-- Stored dataset items --
== Segment start ==
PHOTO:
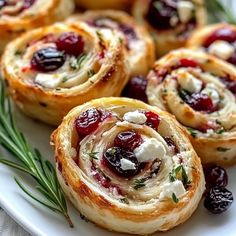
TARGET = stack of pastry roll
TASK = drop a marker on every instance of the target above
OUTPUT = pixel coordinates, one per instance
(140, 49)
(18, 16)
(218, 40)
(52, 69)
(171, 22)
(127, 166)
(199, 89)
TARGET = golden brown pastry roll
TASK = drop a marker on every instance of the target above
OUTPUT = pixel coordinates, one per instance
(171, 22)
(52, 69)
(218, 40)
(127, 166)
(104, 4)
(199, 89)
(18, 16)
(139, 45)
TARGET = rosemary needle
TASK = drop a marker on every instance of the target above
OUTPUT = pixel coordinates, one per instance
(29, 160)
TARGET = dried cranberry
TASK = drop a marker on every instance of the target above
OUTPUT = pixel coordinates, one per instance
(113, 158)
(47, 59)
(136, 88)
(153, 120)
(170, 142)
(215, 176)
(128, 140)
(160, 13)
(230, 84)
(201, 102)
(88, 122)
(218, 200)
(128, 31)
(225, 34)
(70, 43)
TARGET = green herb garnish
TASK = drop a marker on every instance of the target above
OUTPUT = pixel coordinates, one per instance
== Segment end ==
== Segment start ==
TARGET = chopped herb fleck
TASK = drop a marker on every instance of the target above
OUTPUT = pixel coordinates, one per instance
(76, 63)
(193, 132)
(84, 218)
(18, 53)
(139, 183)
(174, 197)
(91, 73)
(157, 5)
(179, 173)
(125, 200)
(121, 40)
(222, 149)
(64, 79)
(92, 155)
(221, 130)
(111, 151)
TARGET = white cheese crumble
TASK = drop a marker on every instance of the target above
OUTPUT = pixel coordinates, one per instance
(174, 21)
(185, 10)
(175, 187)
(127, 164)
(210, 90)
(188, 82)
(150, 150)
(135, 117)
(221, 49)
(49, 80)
== Segment end ==
== Segment start ==
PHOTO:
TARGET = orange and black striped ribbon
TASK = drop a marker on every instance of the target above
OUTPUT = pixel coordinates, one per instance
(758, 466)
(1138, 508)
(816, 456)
== Segment end ==
-- Exercise directions --
Show each line in the entries that holds the string "pastry".

-- Output of the exercise --
TARGET = stack of pastry roll
TARGET = golden brown pastry roll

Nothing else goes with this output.